• **INSTRUCTIONS FOR THE TASK**: Write out the complete material exactly as it stands.

• **RAW RECORDS**:
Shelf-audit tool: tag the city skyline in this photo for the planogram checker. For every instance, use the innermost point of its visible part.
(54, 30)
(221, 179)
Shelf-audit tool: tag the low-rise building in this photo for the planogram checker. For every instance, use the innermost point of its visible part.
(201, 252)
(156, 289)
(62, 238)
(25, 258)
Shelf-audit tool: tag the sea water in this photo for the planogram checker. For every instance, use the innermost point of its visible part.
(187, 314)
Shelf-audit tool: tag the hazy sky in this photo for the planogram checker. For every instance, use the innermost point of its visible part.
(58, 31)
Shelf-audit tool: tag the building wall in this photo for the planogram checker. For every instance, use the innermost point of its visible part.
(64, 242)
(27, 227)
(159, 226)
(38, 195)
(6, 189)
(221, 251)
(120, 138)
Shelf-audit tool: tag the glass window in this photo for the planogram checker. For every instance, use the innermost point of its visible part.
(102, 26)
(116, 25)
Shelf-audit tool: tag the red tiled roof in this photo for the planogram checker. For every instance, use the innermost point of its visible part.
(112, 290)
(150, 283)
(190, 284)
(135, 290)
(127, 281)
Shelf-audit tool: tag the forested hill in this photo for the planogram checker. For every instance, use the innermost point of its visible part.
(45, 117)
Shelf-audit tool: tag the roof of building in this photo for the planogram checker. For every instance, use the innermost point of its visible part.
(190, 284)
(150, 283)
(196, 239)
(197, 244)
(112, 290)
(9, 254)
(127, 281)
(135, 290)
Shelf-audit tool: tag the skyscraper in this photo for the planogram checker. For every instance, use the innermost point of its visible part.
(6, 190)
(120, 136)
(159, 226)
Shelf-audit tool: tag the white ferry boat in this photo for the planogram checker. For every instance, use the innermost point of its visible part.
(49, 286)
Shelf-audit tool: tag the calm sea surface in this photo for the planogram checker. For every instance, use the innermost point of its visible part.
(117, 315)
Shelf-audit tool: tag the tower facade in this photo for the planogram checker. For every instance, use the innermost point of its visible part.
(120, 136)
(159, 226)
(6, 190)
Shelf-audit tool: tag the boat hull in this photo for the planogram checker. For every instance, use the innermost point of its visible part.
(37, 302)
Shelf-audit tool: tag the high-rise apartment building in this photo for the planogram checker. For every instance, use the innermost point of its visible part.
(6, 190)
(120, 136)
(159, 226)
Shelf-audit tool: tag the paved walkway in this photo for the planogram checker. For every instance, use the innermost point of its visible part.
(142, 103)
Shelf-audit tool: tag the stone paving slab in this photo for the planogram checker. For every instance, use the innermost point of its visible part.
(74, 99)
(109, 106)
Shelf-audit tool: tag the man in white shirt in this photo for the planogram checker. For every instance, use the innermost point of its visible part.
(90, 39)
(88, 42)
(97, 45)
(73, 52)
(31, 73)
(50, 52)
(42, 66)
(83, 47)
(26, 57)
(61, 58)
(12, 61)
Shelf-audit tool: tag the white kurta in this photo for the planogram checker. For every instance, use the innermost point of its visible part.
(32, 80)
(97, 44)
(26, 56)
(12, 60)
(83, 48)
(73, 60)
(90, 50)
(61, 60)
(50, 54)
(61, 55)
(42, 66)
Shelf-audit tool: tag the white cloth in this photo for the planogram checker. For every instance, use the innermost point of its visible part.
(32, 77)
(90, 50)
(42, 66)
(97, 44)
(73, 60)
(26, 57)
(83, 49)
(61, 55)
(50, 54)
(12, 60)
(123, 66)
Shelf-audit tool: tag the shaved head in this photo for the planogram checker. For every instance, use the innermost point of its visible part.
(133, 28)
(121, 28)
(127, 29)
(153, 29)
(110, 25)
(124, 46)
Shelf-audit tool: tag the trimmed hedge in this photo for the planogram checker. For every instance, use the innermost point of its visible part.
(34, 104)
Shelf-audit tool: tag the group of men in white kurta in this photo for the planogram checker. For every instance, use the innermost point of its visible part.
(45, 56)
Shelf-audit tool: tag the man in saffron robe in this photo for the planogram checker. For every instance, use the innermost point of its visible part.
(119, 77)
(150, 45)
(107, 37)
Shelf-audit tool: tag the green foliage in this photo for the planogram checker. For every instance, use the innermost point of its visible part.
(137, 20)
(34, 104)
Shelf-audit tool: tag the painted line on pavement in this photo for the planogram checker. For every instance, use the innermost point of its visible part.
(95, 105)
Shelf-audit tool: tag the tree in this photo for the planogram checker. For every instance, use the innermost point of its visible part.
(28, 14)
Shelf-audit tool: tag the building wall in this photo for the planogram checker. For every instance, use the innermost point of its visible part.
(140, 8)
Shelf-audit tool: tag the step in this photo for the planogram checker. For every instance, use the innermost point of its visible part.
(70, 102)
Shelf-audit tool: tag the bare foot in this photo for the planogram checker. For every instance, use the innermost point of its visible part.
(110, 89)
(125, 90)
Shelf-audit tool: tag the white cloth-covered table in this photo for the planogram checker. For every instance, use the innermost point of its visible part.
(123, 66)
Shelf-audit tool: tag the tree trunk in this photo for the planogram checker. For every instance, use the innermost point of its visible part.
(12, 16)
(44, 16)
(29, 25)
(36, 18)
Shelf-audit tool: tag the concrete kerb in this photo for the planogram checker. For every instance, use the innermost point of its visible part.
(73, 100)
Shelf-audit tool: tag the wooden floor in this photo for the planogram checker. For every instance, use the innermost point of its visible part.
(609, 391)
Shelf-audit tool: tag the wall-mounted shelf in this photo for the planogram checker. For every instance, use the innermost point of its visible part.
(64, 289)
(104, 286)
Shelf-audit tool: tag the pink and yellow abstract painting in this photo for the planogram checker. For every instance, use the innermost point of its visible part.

• **ANSWER**:
Shelf-audit tool: tag the city skyline in this photo for the planogram checker. For every instance, use the innermost point of its visible part.
(54, 30)
(221, 179)
Shelf-audit tool: tag the low-rise building in this photo for the planogram checker. For every instance, use the innermost point of its visible part.
(201, 252)
(156, 289)
(62, 238)
(25, 258)
Shelf-audit tool: tag the sea water in this photo for the planogram checker. For every instance, use the innermost point of its visible part.
(187, 314)
Shelf-audit tool: tag the hazy sky in this photo for the planogram checker. For every instance, use the innermost point of its visible part.
(58, 31)
Shelf-audit tool: tag the building wall in this photo for the planogram checker. For every instance, use the innermost point of its visible part.
(64, 242)
(27, 227)
(159, 226)
(38, 195)
(6, 189)
(221, 251)
(120, 138)
Shelf-audit tool: tag the glass window in this photo for the planogram checker. For every instance, use the innermost point of its visible part.
(102, 26)
(116, 25)
Shelf-audit tool: tag the red tiled roof in this photo for the planogram checker. For every instance, use the innermost point of its visible part.
(112, 290)
(150, 283)
(190, 284)
(135, 290)
(127, 281)
Shelf-audit tool: tag the forested hill in this photo for the planogram checker. For every instance, use the innermost point of its visible part.
(45, 117)
Shelf-audit tool: tag the roof of building in this photo for the planogram checker. For every instance, use the innermost point of its visible part.
(190, 284)
(150, 283)
(196, 239)
(197, 244)
(112, 290)
(9, 254)
(127, 281)
(135, 290)
Shelf-audit tool: tag the skyscraper in this photo for the planogram checker. For every instance, use the innermost point of its visible part.
(6, 190)
(120, 136)
(159, 226)
Shelf-audit tool: tag the white ferry boat in this photo for the planogram checker. For every instance, use the innermost point of its visible part.
(49, 286)
Shelf-audit tool: tag the calm sea surface in this photo for the planogram checker. For every instance, use the innermost point of its visible part.
(117, 315)
Shelf-audit tool: tag the tower facade in this photo for the planogram checker. For every instance, use the innermost point of its visible part.
(120, 136)
(159, 226)
(6, 190)
Shelf-audit tool: tag the boat hull in this photo for the planogram checker. For every instance, use the innermost point of its visible part.
(37, 302)
Shelf-audit tool: tag the high-rise apartment building in this photo for the planogram checker. For every instance, use the innermost point of its visible part.
(6, 190)
(120, 136)
(159, 226)
Shelf-audit tool: tag the paved walkway in this photo for the planogram checker. For every instance, use the innermost point of its visible part.
(142, 103)
Shelf-audit tool: tag the stone paving slab in this photo for the planogram checker. For every instance, use the innermost point of its visible part.
(74, 99)
(109, 106)
Shelf-audit tool: tag the man in white shirt in this photo for the planogram checker. For every instance, use the innermost point of its visible part.
(90, 39)
(88, 42)
(97, 45)
(73, 52)
(31, 73)
(50, 52)
(42, 66)
(83, 47)
(26, 57)
(61, 58)
(12, 61)
Shelf-audit tool: tag the white kurta in this photo for the planogram checker. For every instance, use the innermost point of its visible part.
(32, 80)
(97, 44)
(26, 56)
(12, 60)
(83, 48)
(73, 60)
(90, 50)
(61, 60)
(50, 54)
(61, 55)
(42, 66)
Shelf-audit tool: tag the white cloth in this photo for the planogram checker. For every instance, use the innermost point of its visible part.
(32, 77)
(90, 50)
(42, 66)
(97, 44)
(73, 60)
(26, 57)
(83, 49)
(61, 55)
(50, 54)
(12, 60)
(123, 66)
Shelf-audit tool: tag the shaved head in this photo for the planogram checker. For every instance, use the innermost point of its visible part.
(133, 28)
(121, 28)
(127, 29)
(153, 29)
(110, 25)
(124, 46)
Shelf-audit tool: tag the trimmed hedge in this photo for the planogram checker. For every instance, use the innermost point of its visible part.
(34, 104)
Shelf-audit tool: tag the group of men in white kurta in this photo for the planogram checker. For every instance, use the innermost point of its visible part.
(45, 56)
Shelf-audit tool: tag the man in saffron robe in this photo for the planogram checker. For every instance, use the innermost point of its visible part.
(119, 77)
(150, 45)
(107, 37)
Shelf-audit tool: tag the green foliage in this photo for the planogram checker. For every instance, use the innermost point of its visible part.
(137, 20)
(34, 104)
Shelf-audit tool: tag the painted line on pavement in this photo for the planogram checker. For every instance, use the innermost point of its visible part.
(95, 105)
Shelf-audit tool: tag the tree in this photo for the planogram checker. For every instance, use the innermost point of its visible part.
(28, 14)
Shelf-audit tool: tag the building wall in this photo for the planogram checker. For every instance, use the innermost point of its visible part.
(140, 8)
Shelf-audit tool: tag the step in this photo for the planogram checker. For every instance, use the innermost point of its visible part.
(70, 102)
Shelf-audit tool: tag the bare foot in this photo for the planogram checker. For every instance, use the innermost point of its visible part.
(110, 89)
(125, 90)
Shelf-audit tool: tag the white cloth-covered table in this photo for the planogram checker. For every instance, use the innermost point of its visible part.
(123, 66)
Shelf-audit tool: tag the tree trunk in this photo for the planogram checker. For every instance, use the innermost point of its visible part.
(12, 16)
(44, 16)
(29, 25)
(36, 18)
Shelf-audit tool: tag the concrete kerb in this photo for the planogram checker. For every instance, use the innermost point of its visible part.
(73, 100)
Shelf-audit tool: tag the wooden floor in this photo for the planogram checker. For every instance, use the innermost point of its visible part.
(609, 391)
Shelf-audit tool: tag the wall-mounted shelf in this photo for the planogram checker. For every instance, use the innermost point of its visible part.
(64, 289)
(104, 286)
Shelf-audit tool: tag the pink and yellow abstract painting in this photo for the planogram checker. For every instance, use the innermost point of its visible part.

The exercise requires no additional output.